## Written task
Swap "one to a line" for "one per line" throughout the lines below and give them again, with everything else left the same.

-- Start of Provided information --

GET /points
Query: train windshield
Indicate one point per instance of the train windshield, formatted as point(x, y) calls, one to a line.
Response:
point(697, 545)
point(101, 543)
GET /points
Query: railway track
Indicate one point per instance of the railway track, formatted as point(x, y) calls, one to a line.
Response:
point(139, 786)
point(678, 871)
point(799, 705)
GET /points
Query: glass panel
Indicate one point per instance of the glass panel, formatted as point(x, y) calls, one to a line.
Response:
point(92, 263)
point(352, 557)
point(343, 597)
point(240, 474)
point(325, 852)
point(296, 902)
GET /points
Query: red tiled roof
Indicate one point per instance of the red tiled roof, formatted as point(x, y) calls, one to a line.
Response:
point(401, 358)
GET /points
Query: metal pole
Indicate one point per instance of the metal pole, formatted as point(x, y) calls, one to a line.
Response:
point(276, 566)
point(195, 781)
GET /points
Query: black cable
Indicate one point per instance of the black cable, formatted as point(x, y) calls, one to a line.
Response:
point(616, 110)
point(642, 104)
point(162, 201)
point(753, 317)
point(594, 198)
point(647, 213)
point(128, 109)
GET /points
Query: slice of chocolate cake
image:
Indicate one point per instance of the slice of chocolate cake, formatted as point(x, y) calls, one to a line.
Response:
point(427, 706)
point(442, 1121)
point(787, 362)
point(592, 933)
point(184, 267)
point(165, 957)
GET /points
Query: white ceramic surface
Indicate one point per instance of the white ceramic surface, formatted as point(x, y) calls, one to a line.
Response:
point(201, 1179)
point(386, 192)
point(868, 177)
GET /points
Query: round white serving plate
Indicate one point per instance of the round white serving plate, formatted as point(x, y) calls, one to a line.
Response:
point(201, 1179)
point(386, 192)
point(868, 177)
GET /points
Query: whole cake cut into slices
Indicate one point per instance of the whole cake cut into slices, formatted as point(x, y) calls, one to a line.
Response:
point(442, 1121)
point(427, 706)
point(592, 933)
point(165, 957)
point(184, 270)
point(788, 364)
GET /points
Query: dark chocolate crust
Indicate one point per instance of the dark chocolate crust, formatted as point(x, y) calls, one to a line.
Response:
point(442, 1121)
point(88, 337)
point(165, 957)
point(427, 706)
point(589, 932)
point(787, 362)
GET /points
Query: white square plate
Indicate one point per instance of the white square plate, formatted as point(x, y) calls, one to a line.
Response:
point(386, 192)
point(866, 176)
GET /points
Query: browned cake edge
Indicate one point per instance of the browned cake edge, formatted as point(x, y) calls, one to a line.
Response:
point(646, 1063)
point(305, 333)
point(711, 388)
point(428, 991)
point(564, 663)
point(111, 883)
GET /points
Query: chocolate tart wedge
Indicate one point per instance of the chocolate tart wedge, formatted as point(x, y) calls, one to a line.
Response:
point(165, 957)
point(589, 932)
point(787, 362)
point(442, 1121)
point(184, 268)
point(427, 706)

-- End of Provided information --

## Task solution
GET /points
Query: train windshield
Indicate one point per instance of the train windshield, formatted as point(x, y) calls, one per line.
Response:
point(697, 545)
point(101, 543)
GET /points
Query: railway track
Indicate one point per instance of the railway track, formatted as point(x, y) calls, one per line.
Response:
point(139, 786)
point(678, 871)
point(799, 705)
GET /points
Query: glass panel
Indicate one point per instance of the glass panel, formatted as point(x, y) calls, one per line.
Response:
point(92, 263)
point(352, 557)
point(343, 597)
point(240, 474)
point(325, 852)
point(296, 902)
GET /points
Query: red tiled roof
Indicate one point per instance of the red tiled roof, formatted as point(x, y) calls, one per line.
Response:
point(401, 358)
GET /points
Query: metal pole
Indicate one point per instance of the metal pole, formatted as point(x, y) calls, one per line.
Response:
point(276, 566)
point(195, 781)
GET /points
Query: black cable
Indicate one point per instance of the black cable, formatted as point(x, y) calls, one per line.
Response:
point(616, 110)
point(642, 104)
point(162, 201)
point(753, 317)
point(594, 198)
point(647, 213)
point(128, 109)
GET /points
Query: slice of chocolate cake
image:
Indicate one point per instance of the slice of chocolate cake, formatted as point(x, y) calls, one per line.
Response:
point(427, 706)
point(442, 1121)
point(787, 362)
point(592, 933)
point(184, 267)
point(165, 957)
GET /points
Query: white ceramic surface
Indicate one point per instance of the white ceramic surface, formatted as point(x, y) calls, one per line.
Response:
point(201, 1179)
point(386, 192)
point(868, 177)
GET /points
Query: round white serving plate
Indicate one point per instance of the round white serving plate, formatted as point(x, y) calls, one per line.
Response:
point(201, 1179)
point(386, 192)
point(868, 177)
GET /points
Query: whole cake cut into slices
Indicate one point per instance of the whole cake cut into slices, formatted as point(x, y) calls, one per line.
Response:
point(442, 1121)
point(427, 706)
point(592, 933)
point(165, 957)
point(184, 270)
point(788, 364)
GET /points
Query: dark chocolate crust
Indicate one point per instance of the dark chocolate crust, formatted as point(x, y) calls, one per line.
Response:
point(442, 1121)
point(88, 337)
point(165, 957)
point(427, 706)
point(589, 932)
point(787, 362)
GET /points
Query: white square plate
Indicate one point per instance of the white square plate, formatted as point(x, y) calls, one per line.
Response:
point(386, 192)
point(866, 176)
GET /points
Query: browned cake edge
Indicate one point per instance of the browned cake edge, formatted as point(x, y) calls, one per line.
Response:
point(646, 1063)
point(305, 333)
point(711, 388)
point(428, 991)
point(564, 663)
point(111, 883)
GET /points
Query: chocolate tart wedge
Indicate one point per instance of the chocolate tart wedge, formatted as point(x, y) calls, one per line.
Response:
point(165, 957)
point(589, 932)
point(787, 362)
point(442, 1121)
point(184, 268)
point(427, 706)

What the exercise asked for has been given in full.